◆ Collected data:
= = = =

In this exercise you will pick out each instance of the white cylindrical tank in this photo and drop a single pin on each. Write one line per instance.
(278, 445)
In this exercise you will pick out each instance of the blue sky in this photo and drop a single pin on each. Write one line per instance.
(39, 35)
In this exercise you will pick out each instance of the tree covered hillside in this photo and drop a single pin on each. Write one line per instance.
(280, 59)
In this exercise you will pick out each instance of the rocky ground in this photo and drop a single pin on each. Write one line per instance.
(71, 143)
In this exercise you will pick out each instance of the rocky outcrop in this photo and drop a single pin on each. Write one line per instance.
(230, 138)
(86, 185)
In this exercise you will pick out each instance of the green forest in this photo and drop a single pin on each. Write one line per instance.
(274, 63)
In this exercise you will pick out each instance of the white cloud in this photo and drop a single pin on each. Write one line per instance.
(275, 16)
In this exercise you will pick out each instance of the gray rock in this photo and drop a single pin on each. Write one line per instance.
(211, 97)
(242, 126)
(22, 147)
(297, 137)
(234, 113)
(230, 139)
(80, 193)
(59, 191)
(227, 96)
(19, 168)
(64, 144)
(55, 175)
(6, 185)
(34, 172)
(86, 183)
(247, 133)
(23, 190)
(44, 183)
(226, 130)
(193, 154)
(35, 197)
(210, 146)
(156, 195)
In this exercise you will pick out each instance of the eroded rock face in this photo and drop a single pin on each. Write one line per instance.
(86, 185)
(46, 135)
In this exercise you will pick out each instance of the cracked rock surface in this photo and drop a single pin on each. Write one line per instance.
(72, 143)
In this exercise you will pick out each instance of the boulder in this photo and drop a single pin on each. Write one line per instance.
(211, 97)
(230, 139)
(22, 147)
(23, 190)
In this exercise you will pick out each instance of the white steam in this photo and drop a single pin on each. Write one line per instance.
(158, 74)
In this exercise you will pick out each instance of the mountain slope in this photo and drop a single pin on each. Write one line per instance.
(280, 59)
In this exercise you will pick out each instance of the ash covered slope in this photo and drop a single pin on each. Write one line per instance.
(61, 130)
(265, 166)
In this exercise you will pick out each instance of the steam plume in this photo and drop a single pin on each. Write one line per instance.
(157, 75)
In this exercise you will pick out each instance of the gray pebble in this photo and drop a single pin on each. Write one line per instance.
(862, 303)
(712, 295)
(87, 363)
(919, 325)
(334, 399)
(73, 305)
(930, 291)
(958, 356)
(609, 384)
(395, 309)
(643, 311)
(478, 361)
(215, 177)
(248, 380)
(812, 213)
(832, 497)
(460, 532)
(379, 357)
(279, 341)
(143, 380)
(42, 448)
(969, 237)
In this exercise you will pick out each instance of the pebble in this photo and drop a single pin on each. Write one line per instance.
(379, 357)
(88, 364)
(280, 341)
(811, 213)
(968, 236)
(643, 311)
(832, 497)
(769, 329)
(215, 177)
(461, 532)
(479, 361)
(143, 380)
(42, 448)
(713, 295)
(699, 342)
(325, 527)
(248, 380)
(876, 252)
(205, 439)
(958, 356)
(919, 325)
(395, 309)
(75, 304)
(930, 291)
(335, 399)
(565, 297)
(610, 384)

= = = =

◆ Instructions for the task: Type out the full listing again, exactly as given.

◆ Response to the exercise:
In this exercise you will pick out each instance of the white cylindrical tank in this photo and drop a single pin on each. Write one line per instance.
(278, 445)
In this exercise you will pick out each instance of the blue sky in this photo and drop a single pin on each. Write one line per instance.
(39, 35)
In this exercise you will pick out each instance of the tree covered hillside in this photo and drop a single pin on each. Write one line per instance.
(280, 59)
In this exercise you will pick out each instance of the rocky ground in this photo and drop a single pin on each. Write one line per instance.
(71, 143)
In this exercise you will pick out each instance of the rocky outcrop in this photo and drop a single pin on each. Write one line per instance.
(230, 138)
(86, 185)
In this exercise you will pick out each instance of the green forest in this photo and drop a single pin on each. Write one line per instance.
(274, 63)
In this exercise you will pick out each instance of the white cloud in this photo and drop a single pin on each. Write one line per instance.
(275, 16)
In this exercise you will pick out each instance of the gray rock in this photo and drop a single pin on each. Write one line per instance.
(211, 97)
(242, 126)
(22, 147)
(297, 137)
(234, 113)
(230, 139)
(80, 193)
(59, 191)
(227, 96)
(19, 168)
(64, 144)
(55, 175)
(6, 185)
(34, 172)
(86, 183)
(247, 133)
(23, 190)
(44, 183)
(226, 130)
(193, 154)
(35, 197)
(210, 146)
(156, 195)
In this exercise you will pick out each instance of the eroded rock face in this photo and drop a single pin on each. Write one line per instance.
(86, 185)
(46, 135)
In this exercise you will pick out each instance of the cracked rock surface in this photo and drop a single pin on each. Write one line per instance.
(72, 143)
In this exercise you will pick out each instance of the boulder in this photo and drop a single pin on each. Write one line per instance.
(211, 97)
(230, 139)
(22, 147)
(23, 190)
In this exercise you will pick out each instance of the white steam in this photo and drop a single pin on each. Write one line per instance.
(158, 74)
In this exercise you will pick out each instance of the mountain slope in this photo and drop a single pin on each. Write one line per instance.
(280, 59)
In this exercise you will pick out each instance of the ash covered slope in this photo and drop a single pin on each. Write one line per instance.
(61, 130)
(265, 166)
In this exercise you will pick out each instance of the steam plume in this photo and drop a single pin on each. Write one line per instance.
(157, 75)
In this exercise you will pick out each instance of the gray pebble in this photo and drop a single pin on each. Write one line per instance.
(862, 303)
(712, 295)
(87, 363)
(919, 325)
(334, 399)
(73, 305)
(930, 291)
(958, 356)
(609, 384)
(395, 309)
(643, 311)
(478, 361)
(215, 177)
(248, 380)
(812, 213)
(832, 497)
(460, 532)
(379, 357)
(279, 341)
(143, 380)
(42, 448)
(969, 237)
In this exercise you will pick out each instance of the pebble in this photo and drop a single pin on each. Write one line per instance.
(379, 357)
(88, 364)
(280, 341)
(811, 213)
(968, 236)
(643, 311)
(832, 497)
(769, 329)
(215, 177)
(461, 532)
(479, 361)
(143, 380)
(42, 448)
(713, 295)
(699, 342)
(325, 527)
(248, 380)
(876, 252)
(205, 439)
(958, 356)
(919, 325)
(395, 309)
(75, 304)
(930, 291)
(335, 399)
(565, 297)
(610, 384)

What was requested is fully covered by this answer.